_Task requirements_
Output nothing but the lines from the line with "Locate every instance of the bowl" through the end of the listing below, both ends included.

## begin

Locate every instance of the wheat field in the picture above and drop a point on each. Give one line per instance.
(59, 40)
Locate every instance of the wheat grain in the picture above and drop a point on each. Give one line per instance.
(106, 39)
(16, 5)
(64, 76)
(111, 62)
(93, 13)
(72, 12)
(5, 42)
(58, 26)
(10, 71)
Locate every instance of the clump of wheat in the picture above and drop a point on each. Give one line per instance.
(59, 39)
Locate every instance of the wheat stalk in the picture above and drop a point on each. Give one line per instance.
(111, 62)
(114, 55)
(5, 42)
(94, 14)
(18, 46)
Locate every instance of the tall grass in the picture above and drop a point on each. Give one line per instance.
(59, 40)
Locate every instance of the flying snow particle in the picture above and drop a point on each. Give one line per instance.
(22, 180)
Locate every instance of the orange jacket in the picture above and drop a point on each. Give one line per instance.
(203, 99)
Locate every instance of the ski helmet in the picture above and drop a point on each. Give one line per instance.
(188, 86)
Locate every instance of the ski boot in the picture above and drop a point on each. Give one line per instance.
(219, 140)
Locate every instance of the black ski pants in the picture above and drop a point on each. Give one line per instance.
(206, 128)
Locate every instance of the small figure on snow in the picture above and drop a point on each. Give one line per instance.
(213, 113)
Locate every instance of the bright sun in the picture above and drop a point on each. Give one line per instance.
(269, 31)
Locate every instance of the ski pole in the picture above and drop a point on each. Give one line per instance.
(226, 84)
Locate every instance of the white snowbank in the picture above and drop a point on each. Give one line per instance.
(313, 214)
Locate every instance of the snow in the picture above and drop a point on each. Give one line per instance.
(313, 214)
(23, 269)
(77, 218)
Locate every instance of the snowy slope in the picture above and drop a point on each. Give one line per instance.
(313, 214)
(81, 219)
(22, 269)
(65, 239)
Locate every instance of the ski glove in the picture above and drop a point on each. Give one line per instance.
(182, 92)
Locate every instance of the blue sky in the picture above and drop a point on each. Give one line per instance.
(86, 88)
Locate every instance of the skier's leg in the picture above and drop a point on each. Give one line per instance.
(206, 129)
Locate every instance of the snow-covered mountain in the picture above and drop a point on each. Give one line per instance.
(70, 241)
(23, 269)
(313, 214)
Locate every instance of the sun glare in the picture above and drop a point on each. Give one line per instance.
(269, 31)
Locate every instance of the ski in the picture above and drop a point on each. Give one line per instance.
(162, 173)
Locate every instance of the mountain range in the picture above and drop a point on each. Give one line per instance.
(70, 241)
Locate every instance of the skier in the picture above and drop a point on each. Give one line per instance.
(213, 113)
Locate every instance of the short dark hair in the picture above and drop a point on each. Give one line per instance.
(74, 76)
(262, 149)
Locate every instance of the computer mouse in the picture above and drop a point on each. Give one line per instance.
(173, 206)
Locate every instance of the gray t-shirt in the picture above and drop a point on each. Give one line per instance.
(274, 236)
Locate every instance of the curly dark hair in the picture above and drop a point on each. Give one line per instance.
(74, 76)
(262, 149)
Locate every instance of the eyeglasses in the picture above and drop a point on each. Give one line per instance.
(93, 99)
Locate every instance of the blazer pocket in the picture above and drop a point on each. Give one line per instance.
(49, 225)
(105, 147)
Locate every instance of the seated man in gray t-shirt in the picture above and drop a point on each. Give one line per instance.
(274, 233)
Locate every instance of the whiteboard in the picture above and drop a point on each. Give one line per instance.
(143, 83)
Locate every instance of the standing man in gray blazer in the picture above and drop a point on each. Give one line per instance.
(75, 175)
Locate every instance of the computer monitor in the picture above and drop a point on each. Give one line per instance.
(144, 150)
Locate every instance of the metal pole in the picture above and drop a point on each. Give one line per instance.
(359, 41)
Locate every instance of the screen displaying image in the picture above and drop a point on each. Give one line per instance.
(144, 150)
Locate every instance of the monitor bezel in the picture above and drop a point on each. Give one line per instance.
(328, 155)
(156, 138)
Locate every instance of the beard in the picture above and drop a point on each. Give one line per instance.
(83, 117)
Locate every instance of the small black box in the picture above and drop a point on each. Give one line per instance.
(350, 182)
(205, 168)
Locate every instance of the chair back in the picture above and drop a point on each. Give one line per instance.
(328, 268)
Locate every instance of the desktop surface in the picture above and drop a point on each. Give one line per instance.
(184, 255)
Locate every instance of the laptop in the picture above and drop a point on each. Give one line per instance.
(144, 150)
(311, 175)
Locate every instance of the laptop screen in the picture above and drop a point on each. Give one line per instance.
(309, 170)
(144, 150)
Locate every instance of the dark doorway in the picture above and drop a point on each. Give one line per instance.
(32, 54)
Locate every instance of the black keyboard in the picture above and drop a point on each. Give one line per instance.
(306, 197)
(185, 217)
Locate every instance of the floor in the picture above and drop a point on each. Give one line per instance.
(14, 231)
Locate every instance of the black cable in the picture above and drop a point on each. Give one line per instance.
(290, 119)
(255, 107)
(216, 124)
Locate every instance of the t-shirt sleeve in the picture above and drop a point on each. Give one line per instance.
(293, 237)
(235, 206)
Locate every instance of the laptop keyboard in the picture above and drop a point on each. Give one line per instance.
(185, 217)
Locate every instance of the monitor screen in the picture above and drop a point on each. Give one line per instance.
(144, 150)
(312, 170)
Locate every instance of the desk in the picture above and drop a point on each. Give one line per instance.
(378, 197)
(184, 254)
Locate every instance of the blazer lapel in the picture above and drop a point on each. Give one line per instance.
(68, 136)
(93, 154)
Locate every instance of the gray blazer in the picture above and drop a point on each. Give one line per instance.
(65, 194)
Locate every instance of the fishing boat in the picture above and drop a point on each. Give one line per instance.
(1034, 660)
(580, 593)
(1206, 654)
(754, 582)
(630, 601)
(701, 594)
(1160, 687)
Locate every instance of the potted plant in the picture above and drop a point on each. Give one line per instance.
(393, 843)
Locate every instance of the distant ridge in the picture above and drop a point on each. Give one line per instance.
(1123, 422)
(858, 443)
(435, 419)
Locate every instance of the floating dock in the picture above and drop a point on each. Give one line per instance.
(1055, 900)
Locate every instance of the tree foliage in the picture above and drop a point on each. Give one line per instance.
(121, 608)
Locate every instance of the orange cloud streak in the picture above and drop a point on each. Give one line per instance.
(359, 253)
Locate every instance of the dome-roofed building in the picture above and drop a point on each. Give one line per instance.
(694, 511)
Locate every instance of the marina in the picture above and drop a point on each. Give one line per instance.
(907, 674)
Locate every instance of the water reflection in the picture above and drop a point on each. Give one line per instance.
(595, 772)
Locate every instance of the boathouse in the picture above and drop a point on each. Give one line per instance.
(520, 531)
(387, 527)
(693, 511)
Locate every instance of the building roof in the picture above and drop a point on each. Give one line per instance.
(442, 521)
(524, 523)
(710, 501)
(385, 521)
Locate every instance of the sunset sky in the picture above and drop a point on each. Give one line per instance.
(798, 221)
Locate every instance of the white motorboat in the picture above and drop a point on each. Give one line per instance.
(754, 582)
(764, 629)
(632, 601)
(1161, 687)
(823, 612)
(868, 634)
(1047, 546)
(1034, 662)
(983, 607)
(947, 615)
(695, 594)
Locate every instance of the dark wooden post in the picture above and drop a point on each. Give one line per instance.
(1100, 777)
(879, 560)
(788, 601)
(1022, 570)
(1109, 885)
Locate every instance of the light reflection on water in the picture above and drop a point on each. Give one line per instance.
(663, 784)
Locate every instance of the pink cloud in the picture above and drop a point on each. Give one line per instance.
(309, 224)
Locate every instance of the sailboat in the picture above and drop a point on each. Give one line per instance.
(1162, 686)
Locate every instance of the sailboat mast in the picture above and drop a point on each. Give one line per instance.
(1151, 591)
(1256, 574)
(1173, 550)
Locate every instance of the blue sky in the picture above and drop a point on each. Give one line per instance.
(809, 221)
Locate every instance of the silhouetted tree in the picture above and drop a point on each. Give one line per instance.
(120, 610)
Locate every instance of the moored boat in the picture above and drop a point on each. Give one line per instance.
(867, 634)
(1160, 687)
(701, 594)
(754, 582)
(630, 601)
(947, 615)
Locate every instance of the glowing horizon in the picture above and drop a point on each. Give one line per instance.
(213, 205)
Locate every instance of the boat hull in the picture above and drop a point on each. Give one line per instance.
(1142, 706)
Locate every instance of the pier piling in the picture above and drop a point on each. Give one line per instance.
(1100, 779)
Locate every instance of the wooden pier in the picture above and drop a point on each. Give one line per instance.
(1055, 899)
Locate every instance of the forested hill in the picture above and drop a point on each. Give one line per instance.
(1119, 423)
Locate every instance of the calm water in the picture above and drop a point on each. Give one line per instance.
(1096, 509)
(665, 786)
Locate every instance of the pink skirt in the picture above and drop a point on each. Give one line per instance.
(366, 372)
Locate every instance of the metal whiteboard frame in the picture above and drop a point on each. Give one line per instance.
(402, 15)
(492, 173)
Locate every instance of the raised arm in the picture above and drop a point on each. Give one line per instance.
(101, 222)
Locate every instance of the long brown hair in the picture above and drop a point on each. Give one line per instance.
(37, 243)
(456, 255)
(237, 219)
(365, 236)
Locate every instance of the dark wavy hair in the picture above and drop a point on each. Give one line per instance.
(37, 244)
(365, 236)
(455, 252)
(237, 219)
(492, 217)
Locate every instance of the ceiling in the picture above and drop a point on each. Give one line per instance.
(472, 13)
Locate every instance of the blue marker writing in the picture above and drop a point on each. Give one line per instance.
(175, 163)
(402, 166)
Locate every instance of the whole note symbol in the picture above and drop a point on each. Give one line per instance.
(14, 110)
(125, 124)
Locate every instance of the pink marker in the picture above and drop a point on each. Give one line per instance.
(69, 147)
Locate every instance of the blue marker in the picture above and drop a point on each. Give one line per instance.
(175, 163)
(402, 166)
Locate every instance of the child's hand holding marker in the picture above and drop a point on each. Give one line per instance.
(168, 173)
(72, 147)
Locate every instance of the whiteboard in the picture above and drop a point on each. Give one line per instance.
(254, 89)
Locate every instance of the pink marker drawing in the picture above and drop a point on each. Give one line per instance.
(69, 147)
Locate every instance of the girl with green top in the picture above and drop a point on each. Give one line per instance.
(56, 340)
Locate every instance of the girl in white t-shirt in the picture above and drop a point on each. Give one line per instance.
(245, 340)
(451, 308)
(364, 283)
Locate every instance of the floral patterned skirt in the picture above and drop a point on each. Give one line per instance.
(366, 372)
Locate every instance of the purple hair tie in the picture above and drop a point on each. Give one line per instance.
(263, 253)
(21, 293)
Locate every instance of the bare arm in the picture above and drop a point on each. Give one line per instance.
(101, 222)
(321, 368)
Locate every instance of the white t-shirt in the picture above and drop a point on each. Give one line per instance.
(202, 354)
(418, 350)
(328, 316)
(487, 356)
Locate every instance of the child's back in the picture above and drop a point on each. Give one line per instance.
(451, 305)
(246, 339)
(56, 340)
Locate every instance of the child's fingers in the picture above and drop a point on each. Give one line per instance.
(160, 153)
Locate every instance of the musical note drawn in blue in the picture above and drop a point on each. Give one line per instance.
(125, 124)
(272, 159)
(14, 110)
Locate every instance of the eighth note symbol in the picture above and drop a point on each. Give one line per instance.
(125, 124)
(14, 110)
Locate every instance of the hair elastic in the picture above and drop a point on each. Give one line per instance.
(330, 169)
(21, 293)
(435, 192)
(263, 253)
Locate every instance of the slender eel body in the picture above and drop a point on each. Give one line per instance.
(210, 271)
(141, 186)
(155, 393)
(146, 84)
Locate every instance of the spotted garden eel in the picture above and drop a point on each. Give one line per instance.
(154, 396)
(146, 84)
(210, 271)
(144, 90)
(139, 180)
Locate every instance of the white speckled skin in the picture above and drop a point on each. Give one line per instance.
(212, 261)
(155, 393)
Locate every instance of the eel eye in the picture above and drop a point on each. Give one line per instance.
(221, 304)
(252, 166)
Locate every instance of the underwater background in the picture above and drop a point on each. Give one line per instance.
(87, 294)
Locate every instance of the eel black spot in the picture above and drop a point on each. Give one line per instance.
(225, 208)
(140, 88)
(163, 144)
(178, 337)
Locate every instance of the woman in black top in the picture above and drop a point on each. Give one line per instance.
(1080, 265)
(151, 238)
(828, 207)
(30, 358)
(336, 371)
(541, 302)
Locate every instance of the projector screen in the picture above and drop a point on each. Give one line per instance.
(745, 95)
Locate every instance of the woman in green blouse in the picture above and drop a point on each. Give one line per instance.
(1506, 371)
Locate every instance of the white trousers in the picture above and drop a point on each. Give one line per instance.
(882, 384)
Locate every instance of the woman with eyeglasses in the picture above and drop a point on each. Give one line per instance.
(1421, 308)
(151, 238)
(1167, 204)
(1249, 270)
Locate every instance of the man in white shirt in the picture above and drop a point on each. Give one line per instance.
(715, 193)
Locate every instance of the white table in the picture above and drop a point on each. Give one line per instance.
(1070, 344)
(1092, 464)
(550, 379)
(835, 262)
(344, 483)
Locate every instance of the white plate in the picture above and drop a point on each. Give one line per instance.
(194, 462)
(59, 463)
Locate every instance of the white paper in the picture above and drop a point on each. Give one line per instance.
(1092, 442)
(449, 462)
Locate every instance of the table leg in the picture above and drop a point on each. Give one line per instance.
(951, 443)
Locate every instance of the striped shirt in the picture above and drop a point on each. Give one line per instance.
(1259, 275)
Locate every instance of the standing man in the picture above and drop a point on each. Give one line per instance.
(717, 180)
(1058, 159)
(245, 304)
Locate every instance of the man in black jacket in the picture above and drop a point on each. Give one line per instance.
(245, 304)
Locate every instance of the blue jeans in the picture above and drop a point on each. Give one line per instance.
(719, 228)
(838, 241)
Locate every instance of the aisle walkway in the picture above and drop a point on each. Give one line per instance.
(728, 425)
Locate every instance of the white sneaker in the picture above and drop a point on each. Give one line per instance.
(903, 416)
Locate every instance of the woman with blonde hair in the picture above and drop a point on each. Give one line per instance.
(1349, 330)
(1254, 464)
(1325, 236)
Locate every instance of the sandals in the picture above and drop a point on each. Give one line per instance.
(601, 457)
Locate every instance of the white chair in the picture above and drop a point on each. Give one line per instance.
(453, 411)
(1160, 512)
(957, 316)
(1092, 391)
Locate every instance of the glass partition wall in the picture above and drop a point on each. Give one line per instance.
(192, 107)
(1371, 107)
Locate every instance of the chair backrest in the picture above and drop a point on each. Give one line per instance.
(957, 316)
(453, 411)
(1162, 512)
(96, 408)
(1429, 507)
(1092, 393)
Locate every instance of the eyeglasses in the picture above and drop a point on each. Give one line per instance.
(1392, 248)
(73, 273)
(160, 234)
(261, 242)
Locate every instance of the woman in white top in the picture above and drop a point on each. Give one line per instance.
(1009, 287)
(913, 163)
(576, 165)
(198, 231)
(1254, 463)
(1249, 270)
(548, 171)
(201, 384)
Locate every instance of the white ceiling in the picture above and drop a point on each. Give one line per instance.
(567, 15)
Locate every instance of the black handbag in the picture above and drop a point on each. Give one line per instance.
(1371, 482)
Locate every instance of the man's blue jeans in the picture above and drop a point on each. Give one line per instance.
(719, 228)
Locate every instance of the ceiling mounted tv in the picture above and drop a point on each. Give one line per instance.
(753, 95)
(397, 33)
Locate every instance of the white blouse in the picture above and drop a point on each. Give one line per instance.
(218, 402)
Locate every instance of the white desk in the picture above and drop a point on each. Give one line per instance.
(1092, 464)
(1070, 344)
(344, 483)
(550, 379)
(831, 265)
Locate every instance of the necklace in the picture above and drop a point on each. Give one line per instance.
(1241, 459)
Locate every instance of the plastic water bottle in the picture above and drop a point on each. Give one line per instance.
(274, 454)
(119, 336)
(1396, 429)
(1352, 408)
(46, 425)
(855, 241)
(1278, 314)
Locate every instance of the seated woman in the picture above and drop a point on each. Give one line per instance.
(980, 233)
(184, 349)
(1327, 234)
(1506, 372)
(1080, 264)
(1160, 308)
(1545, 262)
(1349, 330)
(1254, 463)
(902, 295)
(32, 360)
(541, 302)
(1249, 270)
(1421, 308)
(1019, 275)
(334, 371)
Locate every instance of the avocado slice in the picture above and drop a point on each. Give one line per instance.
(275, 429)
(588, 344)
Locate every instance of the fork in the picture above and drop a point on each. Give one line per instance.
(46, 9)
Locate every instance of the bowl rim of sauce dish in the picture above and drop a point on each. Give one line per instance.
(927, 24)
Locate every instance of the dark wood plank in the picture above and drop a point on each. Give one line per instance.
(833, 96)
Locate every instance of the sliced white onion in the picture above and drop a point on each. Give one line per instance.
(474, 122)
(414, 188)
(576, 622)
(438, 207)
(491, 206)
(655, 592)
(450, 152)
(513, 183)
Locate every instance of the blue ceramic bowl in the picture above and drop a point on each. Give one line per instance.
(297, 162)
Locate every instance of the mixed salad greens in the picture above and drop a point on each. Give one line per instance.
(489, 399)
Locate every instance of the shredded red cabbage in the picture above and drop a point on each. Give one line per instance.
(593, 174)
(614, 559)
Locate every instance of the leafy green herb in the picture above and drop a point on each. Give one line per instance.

## end

_Solution_
Locate every instance of the bowl rim of sauce dish in the picture above and drop a point on each. Give one line per instance.
(927, 24)
Locate every instance of the dark wood plank in the picture above and drop a point on each. Give one line per instance.
(833, 96)
Locate every instance of the sliced white onion in the picture above and drop a point on each. Give one line per instance.
(474, 122)
(414, 188)
(576, 622)
(438, 207)
(491, 206)
(655, 592)
(450, 152)
(513, 183)
Locate every instance of the blue ceramic bowl in the picture above and drop a point on each. Give one line per instance.
(297, 162)
Locate every instance of the mixed salad greens in the picture above and drop a point on each. Give one line per instance.
(489, 399)
Locate every instance of the shredded red cabbage in the picture above and drop a point on each. Give one line per instance.
(593, 174)
(614, 559)
Locate every instance of the leafy green herb in the picture above and drop a point on each. Give one line per instance.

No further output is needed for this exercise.